» **Task prompt**: Skip the images and copy each record exactly as written.

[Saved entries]
+ + +

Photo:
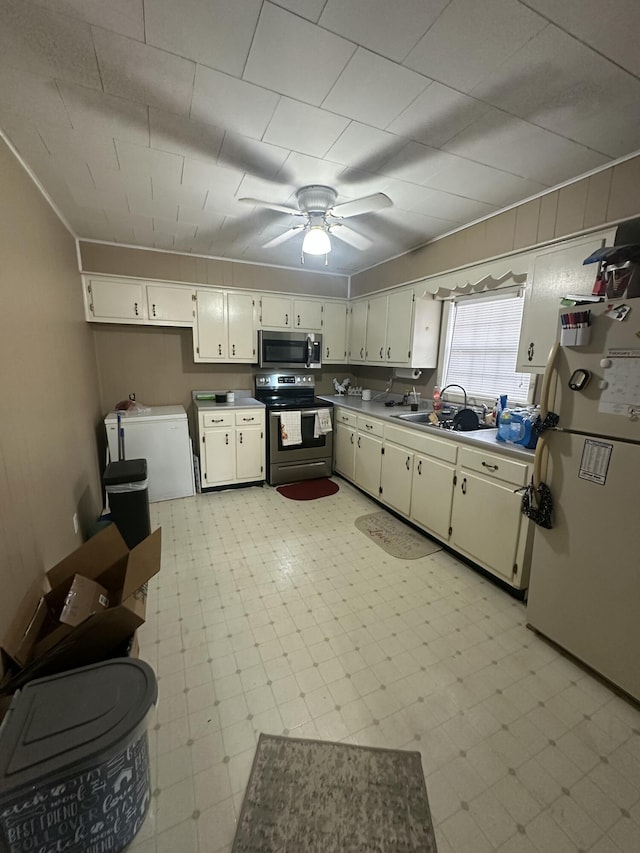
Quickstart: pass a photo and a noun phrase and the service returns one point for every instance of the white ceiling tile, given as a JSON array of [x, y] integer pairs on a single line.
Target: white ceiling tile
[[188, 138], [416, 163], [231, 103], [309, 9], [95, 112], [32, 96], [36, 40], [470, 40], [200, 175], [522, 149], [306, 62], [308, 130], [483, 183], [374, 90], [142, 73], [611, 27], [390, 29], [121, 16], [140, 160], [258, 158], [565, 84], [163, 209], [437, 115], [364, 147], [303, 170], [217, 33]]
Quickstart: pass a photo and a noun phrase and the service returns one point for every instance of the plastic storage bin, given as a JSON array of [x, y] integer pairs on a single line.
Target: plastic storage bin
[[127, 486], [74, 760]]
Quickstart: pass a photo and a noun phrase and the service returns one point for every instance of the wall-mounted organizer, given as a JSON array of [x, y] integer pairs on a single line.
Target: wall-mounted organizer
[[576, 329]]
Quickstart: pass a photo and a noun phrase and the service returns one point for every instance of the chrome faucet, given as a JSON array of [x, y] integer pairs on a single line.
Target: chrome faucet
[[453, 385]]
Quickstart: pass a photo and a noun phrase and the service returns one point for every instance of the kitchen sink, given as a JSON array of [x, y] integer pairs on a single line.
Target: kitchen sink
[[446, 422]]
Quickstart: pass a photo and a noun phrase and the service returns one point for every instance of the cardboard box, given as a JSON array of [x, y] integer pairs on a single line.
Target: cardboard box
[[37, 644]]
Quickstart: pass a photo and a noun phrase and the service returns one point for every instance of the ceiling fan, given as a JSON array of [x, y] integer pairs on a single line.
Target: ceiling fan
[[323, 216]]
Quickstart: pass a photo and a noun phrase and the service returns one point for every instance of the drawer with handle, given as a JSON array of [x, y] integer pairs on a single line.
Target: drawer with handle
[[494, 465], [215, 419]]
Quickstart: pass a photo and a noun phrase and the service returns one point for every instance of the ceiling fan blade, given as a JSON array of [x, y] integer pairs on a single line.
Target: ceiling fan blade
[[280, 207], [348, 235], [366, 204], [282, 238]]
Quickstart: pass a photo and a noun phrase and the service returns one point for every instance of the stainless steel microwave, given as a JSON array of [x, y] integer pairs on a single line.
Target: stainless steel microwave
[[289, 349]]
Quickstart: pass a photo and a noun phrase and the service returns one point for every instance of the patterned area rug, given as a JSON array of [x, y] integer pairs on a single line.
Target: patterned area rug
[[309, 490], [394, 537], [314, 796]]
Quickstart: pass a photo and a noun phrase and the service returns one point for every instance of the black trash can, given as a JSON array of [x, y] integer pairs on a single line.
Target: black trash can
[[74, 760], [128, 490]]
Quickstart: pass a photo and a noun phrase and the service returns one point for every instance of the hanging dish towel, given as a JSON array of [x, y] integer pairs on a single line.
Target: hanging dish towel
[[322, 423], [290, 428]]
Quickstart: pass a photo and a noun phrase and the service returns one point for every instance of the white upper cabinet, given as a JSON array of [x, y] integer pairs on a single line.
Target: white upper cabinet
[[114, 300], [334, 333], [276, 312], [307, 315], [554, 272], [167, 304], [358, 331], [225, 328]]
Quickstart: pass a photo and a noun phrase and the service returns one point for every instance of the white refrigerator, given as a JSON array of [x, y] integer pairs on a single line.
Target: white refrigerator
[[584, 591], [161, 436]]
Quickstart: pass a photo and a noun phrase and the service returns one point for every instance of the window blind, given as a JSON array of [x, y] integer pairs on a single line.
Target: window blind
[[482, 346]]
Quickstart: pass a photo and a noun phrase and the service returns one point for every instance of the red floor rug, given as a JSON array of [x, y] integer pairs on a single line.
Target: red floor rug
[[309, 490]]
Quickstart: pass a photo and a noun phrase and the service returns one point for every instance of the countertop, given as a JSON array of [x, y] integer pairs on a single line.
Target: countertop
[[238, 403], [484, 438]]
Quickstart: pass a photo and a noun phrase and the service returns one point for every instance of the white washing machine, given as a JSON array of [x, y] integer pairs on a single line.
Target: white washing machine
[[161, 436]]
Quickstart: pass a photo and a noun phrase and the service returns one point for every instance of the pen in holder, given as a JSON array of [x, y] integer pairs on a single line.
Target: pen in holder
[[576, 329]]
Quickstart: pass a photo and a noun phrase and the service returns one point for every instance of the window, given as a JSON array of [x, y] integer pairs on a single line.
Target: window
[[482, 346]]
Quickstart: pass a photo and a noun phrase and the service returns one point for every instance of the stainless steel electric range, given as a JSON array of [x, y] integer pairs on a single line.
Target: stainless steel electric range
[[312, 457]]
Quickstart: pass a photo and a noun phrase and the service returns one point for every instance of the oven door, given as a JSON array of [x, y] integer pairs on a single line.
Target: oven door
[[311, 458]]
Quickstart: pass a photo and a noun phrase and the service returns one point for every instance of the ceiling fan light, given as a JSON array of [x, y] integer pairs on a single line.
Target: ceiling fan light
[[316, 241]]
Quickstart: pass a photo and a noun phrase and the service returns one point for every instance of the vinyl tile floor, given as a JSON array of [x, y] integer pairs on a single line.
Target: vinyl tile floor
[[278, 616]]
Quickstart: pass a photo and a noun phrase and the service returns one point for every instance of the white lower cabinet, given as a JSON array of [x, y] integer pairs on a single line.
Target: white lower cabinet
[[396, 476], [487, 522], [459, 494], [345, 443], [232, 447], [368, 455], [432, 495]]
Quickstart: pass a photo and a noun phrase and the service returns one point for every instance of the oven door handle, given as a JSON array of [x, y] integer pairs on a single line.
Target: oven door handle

+ + +

» **Result of the task**:
Photo:
Quickstart: pass a photo and a noun phrase and the service returns one point for every instance of the white ceiling tile, given as a JSON array of [x, y] integer pairs on a single line.
Target: white ceiling tile
[[188, 138], [416, 163], [231, 103], [309, 9], [95, 112], [32, 96], [36, 40], [470, 40], [200, 175], [522, 149], [306, 62], [308, 130], [483, 183], [374, 90], [142, 73], [611, 27], [390, 29], [121, 16], [140, 160], [258, 158], [565, 84], [163, 209], [437, 115], [364, 147], [303, 170], [217, 33]]
Quickstart: pass a photo and a noun phrase and the service returns one point for every instance of the plastic storage bin, given as a JSON array of [x, y] integer pairs on a single line.
Target: plastic storage bin
[[127, 486], [74, 760]]
Quickstart: pass a photo and a noun phrase and the service returns one point for every instance of the wall-mounted organizer, given as a JSON array of [x, y] integer pairs on a single line.
Target: wall-mounted organizer
[[576, 329]]
Quickstart: pass a photo and a noun phrase and the service returns one point for every instance of the chrome faucet, given as a JSON array of [x, y] integer pairs on a single line.
Target: chrome faucet
[[453, 385]]
Quickstart: pass a photo and a noun phrase and the service returns one point for every instance of the kitchen sink, given as a JSON array of [x, y] integer pairs on a single line.
Target: kitchen sink
[[446, 422]]
Quickstart: pass a photo and a noun phrase and the service returns one point for every instance of the cardboard box, given as a JSON array of [x, y] integer pairs on a single line.
Target: cardboard box
[[37, 644]]
Quickstart: pass a photo and a noun phrase and the service returns one point for every instance of the ceiling fan, given as a JSON array of [x, y] integer pairs on a single line.
Target: ceiling fan
[[323, 216]]
Quickstart: pass a photo and a noun phrase and the service returns one point for every instance of the drawer with handle, given as a JSON array of [x, y] integer pairs on a single line.
Target: drawer with handle
[[494, 465], [215, 419]]
Quickstart: pass a photo and a noun phrase and the service returns one point for every instance of the ceiling fan blade, given as a JSON array of [x, y] integer pairs on a single line.
Target: ceiling fan blade
[[280, 207], [348, 235], [366, 204], [282, 238]]
Quickstart: pass a photo and a noun phrase and the service returns one point for every instance of the stainless steel microwave, given as a JSON array of [x, y] integer pairs on a single line.
Target: stainless steel microwave
[[289, 349]]
Quickstart: pass a photo and a noun phrase and the service returns one point for every instance of the patterned area rug, given as a JSON array of [x, y] integer pairs on a single line.
Target: patterned area rug
[[309, 490], [394, 537], [314, 796]]
Quickstart: pass a photo and a noun phrase and the service returns one point for every instance of the black trash can, given as a JSON array of [x, y] integer pairs on a single line.
Target: black trash can
[[74, 760], [128, 490]]
Quickstart: pass a photo and a noun phrase and the service returns one point for every instance of the hanging dish towel, given as a JSON array of [x, y] integer pairs on a single line.
Target: hanging dish towel
[[322, 423], [290, 428]]
Quickstart: pass a photo and a noun phrase and the service returns one point for every instance of the white upper cabinet, given as a JSON array of [x, y] integer pairs on a single line.
Target: white upper cabinet
[[114, 300], [334, 333], [276, 312], [307, 315], [554, 272], [167, 304], [358, 331], [225, 328]]
Quickstart: pass a photo and a noun phrase and the service returns one point for every instance of the white refrigerator, given as a JSON array of [x, y] integer pairs on a single line.
Target: white refrigerator
[[584, 591], [161, 436]]
Quickstart: pass a photo and a noun phrase and the service returns one point for every instance of the window blind, given as a JSON array of [x, y] integer pairs on a single line.
Target: window blind
[[482, 346]]
Quickstart: pass a photo and a noun phrase and the service returns one point for every instance of the red floor rug, given as a JSON array of [x, y] integer pairs on a single line.
Target: red floor rug
[[309, 490]]
Quickstart: pass a photo and a noun phrase and the service returns one point for every instance of the countertop, given as a JSON array of [x, y] integer pairs on a single line.
Target: countertop
[[238, 403], [484, 438]]
Quickstart: pass a photo and a noun phrase and the service returns one point for every instance of the white washing machine, given as a JSON array of [x, y] integer pairs on a single line.
Target: white washing machine
[[161, 436]]
Quickstart: pass a photo and a noun phrase and the service returns one point for every instance of the pen in holder, given as a JSON array of [x, y] integer pairs on a single line.
Target: pen in holder
[[576, 329]]
Quickstart: pass a photo and a noun phrase and the service returns one point for every instance of the window, given as a JSON array of [x, y] integer pairs on a single line.
Target: window
[[482, 346]]
Quickstart: pass a photo and a noun phrase and the service returns one point for every instance of the stainless steel electric range, given as a JSON array of [x, y] integer pairs on a single line.
Target: stainless steel electric range
[[312, 457]]
Quickstart: pass a photo and a noun phrase and the service returns one point for every instance of the oven door, given as a JSON array of [x, y] integer pairs on a single line.
Target: oven door
[[311, 458]]
Quickstart: pass a photo and a noun phrase and the service returns one point for every instance of the ceiling fan light, given as a JSON array of [x, y] integer pairs on a single line.
Target: ceiling fan light
[[316, 241]]
Quickstart: pass a photo and a noun phrase and the service returns one point for every instance of the vinyl tile floor, given as a JSON array of [x, y] integer pairs on a single line.
Target: vinyl tile floor
[[278, 616]]
Quickstart: pass a photo and a noun phrase and the service returns one point for every instance of the white lower cabinet, given as a JSON array of [x, y] integer pairs on a single line.
Target: white lower cabinet
[[396, 476], [487, 522], [459, 494], [345, 443], [232, 447], [368, 455], [432, 495]]
Quickstart: pass a photo and a noun phrase and the service returns one point for every instance of the oven door handle, given as a JSON array of [x, y] integer pairs on a single line.
Target: oven door handle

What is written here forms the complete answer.